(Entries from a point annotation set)
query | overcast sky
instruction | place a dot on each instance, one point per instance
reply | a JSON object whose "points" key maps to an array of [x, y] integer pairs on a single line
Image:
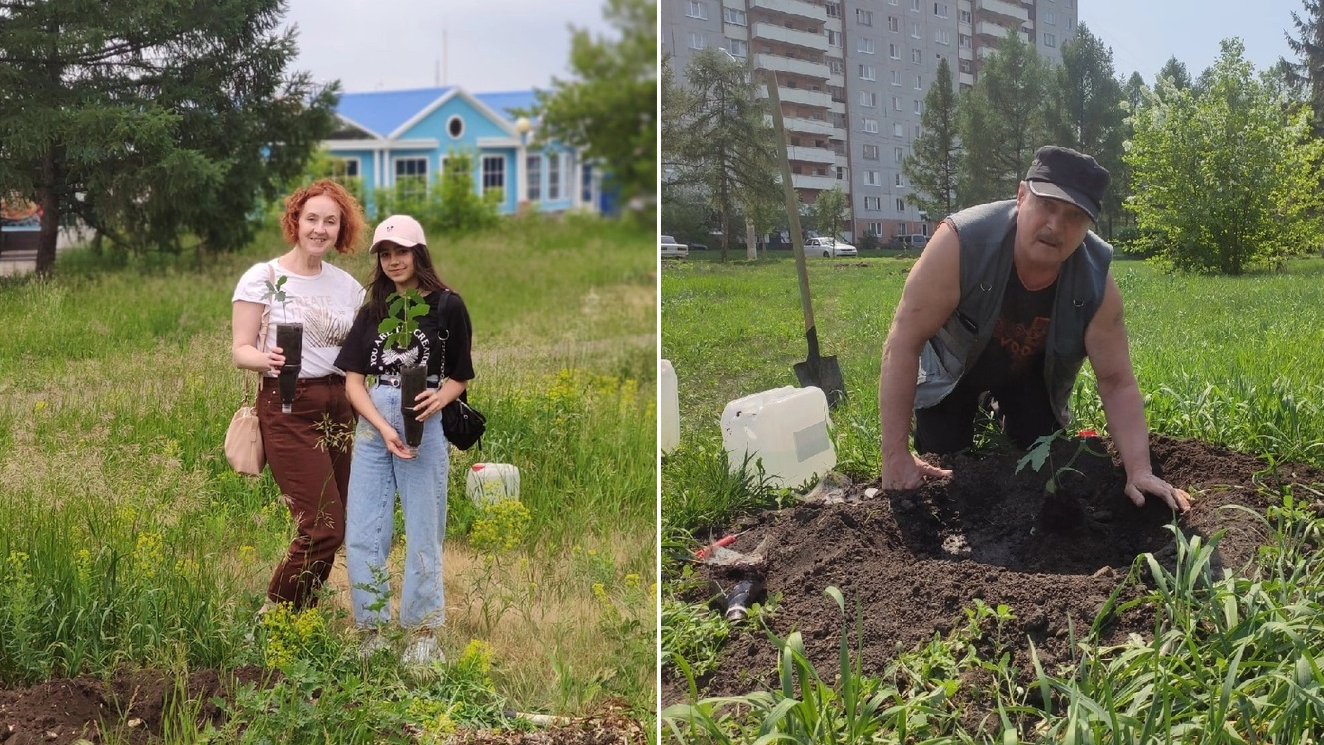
{"points": [[491, 45], [1144, 33]]}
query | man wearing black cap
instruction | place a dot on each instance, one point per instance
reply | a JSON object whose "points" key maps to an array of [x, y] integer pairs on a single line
{"points": [[1006, 302]]}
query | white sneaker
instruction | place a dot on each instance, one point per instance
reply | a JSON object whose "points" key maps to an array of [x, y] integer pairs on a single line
{"points": [[424, 650]]}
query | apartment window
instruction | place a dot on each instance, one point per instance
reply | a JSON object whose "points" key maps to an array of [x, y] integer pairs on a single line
{"points": [[554, 176], [534, 175], [412, 177]]}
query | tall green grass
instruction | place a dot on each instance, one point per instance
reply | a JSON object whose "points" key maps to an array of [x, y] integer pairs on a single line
{"points": [[125, 537]]}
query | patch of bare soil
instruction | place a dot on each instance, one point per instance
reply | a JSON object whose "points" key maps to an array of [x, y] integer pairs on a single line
{"points": [[914, 560]]}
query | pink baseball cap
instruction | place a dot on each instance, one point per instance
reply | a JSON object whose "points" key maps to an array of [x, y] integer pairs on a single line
{"points": [[399, 229]]}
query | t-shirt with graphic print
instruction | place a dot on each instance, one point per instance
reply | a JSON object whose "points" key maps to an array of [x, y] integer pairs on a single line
{"points": [[1020, 335], [441, 342], [325, 303]]}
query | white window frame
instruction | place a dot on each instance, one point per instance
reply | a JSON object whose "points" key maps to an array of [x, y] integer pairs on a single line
{"points": [[498, 172]]}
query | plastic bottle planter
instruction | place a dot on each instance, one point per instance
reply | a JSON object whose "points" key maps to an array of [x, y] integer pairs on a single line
{"points": [[413, 379], [289, 338]]}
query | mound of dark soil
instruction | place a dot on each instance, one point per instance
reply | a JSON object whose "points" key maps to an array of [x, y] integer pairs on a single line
{"points": [[915, 560]]}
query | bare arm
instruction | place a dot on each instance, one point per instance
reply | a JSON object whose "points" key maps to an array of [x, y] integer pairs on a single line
{"points": [[930, 297], [356, 391], [1106, 344], [245, 326]]}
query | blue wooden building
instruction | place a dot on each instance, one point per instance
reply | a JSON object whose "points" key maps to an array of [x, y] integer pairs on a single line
{"points": [[401, 138]]}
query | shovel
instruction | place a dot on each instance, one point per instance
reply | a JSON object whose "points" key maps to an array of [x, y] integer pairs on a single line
{"points": [[816, 371]]}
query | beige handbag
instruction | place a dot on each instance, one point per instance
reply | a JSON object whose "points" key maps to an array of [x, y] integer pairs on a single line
{"points": [[244, 437]]}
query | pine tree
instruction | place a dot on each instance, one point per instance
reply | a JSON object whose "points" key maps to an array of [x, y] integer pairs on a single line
{"points": [[932, 168], [151, 119]]}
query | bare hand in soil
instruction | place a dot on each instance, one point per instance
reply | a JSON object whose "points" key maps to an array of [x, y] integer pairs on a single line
{"points": [[908, 473], [1176, 499]]}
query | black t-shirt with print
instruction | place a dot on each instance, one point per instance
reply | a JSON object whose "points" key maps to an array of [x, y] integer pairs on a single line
{"points": [[445, 327]]}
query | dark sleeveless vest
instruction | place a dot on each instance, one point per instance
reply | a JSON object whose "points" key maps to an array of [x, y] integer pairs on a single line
{"points": [[985, 267]]}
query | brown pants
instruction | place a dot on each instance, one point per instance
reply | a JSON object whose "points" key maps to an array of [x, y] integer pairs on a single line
{"points": [[309, 453]]}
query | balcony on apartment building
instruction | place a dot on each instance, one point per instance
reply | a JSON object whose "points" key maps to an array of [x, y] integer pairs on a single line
{"points": [[1004, 8], [816, 70], [792, 8], [793, 37], [812, 183], [996, 32], [803, 154]]}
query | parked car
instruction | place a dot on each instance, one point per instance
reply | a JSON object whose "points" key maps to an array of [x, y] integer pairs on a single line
{"points": [[829, 248], [670, 249]]}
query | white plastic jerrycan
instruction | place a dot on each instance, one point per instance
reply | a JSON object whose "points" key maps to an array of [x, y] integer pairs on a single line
{"points": [[785, 428], [489, 483], [669, 408]]}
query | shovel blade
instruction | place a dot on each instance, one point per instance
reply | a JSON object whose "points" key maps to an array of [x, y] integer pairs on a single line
{"points": [[825, 373]]}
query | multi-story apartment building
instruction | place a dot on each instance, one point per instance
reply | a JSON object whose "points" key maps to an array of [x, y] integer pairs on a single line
{"points": [[851, 77]]}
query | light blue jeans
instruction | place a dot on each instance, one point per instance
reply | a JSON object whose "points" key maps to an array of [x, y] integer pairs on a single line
{"points": [[375, 478]]}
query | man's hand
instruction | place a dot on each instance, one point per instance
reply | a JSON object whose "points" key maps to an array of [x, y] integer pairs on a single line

Set problem:
Reproduce every entry exactly, but omit each picture.

Solution to this problem:
query | overcast sky
instruction | place a dot on each instance, one point per instance
reply | a JSON object whose "points" key maps to an array of [x, y] integer pairs on a single line
Image:
{"points": [[491, 45], [1144, 33]]}
query | man wearing black cap
instruction | place a dot on each instance, one point per instance
reply | a JSON object whose "points" key maps to an array of [x, y] integer pairs on a single line
{"points": [[1006, 302]]}
query | white sneaker
instruction | place a dot on each instance, one point per instance
reply | a JSON object whose "points" key maps to an array of [x, y] integer pairs on a single line
{"points": [[424, 650]]}
query | apartment window
instruction | place a dot on each instance, one point per instance
reply | a JSON object whose "points" key maps to an array of [x, y] integer pairs on a single line
{"points": [[554, 176], [534, 175], [412, 177]]}
query | tall green grass
instruction | place a dot on each instance, one point per instance
reply | a JSON object whose "points" key maps to an array of [x, y] integer pairs on a single line
{"points": [[125, 537]]}
query | patch of bare soil
instruction | place a dot on each instance, one point per instance
reply | a JSON object whose "points" key maps to an array of [x, y] integer pairs on a single line
{"points": [[914, 560]]}
query | pink baseball cap
instruction | place a dot on each instance, one point per instance
reply | a JSON object whose "points" key maps to an array of [x, y] integer pairs on a single line
{"points": [[399, 229]]}
query | t-shirt with graphic print
instruction | place a dot on each instance, one point per instance
reply | a JSON object whose "points" key maps to an array of [x, y] integer pairs on a single line
{"points": [[1020, 335], [441, 342], [325, 303]]}
query | white window frame
instruction | place a dot on each instance, one point per instance
reply | a JSON object whose "points" key maps to an array of [x, y] integer pairs on a single line
{"points": [[498, 172]]}
query | plastic bottle planter
instruction | place a dot on each instance, one point per instance
reply | a JSON object whose "points" key maps to an array of [x, y] integer pairs on a single line
{"points": [[413, 379], [289, 338]]}
query | mound of dark soil
instruction | place a dot on each instance, one point per instance
reply | a JSON object whose "points" key maps to an array of [x, y] integer pairs on a single line
{"points": [[915, 560]]}
query | bare arm
instruction | place a dot on each instance, one point per instance
reply | a JSON object whose "points" key maps to an array of [x, y] integer pairs on a single line
{"points": [[930, 297], [356, 391], [1106, 344], [245, 326]]}
query | blue wooden building
instruction | place a dot on each instance, one point per instance
reply | a JSON object whose "points" key maps to an array of [x, y] integer pairs on a single line
{"points": [[401, 138]]}
query | shovel
instruction | place a dot on each instance, one point per instance
reply | a JSON object whose "points" key maps to an array of [x, y] integer pairs on a single line
{"points": [[816, 371]]}
query | beige handbag
instruction | place a dot on each instance, one point per instance
reply | a JSON object whose "points" key maps to an array of [x, y] integer pairs on a single line
{"points": [[244, 437]]}
query | pine tree
instruction | place a dot on each instance, one point per instance
reply | a JSON object whose "points" key maps to an array of [x, y] integer pairs on a single line
{"points": [[932, 168], [151, 119]]}
query | bare hand in soil
instruction | place a dot on each instance, one point per instance
reply | a JSON object whose "points" key maps to an array of [x, y] integer pairs on a single line
{"points": [[908, 473], [1176, 499]]}
query | black t-shirt with print
instruction | place a dot on each instance, one point per instance
reply | a JSON object whose "points" key maps to an array of [x, y] integer pairs on a single line
{"points": [[445, 327]]}
query | dark sleeveless vest
instruction | place a dot on each instance, one point per instance
reply | a JSON object whose "points" key maps to an array of [x, y] integer pairs on a single line
{"points": [[985, 267]]}
query | brown pants
instruction | place a dot on each instance, one point per instance
reply | a JSON object whose "points" key maps to an array of [x, y] integer pairs on a single line
{"points": [[309, 453]]}
query | balcony on apartment building
instruction | place a dot on each instance, one point per instance
reply | a JSON object whose "points" key maps to an array of [x, y] integer pairs on a single line
{"points": [[1004, 8], [816, 70], [792, 8], [793, 37], [812, 183], [996, 32], [803, 154]]}
query | parked car
instruction | place a dot on each instance, one point per instance
reply | a JSON object whose "points" key maps to an array of [x, y] integer pairs on a single line
{"points": [[829, 248], [670, 249]]}
query | white plastic jerrycan
instruction | place a dot on each instance, one point per instance
reply | a JSON object whose "points" key maps to an array of [x, y] integer pairs on a single line
{"points": [[785, 428], [489, 483], [669, 408]]}
query | shovel blade
instruction | place a dot on each instance, one point per instance
reply | a JSON object whose "points" key maps to an array of [x, y] integer pairs on a single line
{"points": [[825, 373]]}
query | multi-story apartment building
instruction | place a dot on each instance, one point per instance
reply | a JSON object whose "points" key maps to an array of [x, y] integer pairs on a single line
{"points": [[851, 77]]}
query | light blue jeans
instruction | place a dot on each instance, one point per instance
reply | a JSON object whose "points" key maps to an array of [x, y] integer pairs on a single line
{"points": [[375, 478]]}
query | man's hand
instruction | place a dot on each instance, one point per instance
reply | a JSON object whose "points" key maps to an array of [x, y] integer pairs on a single line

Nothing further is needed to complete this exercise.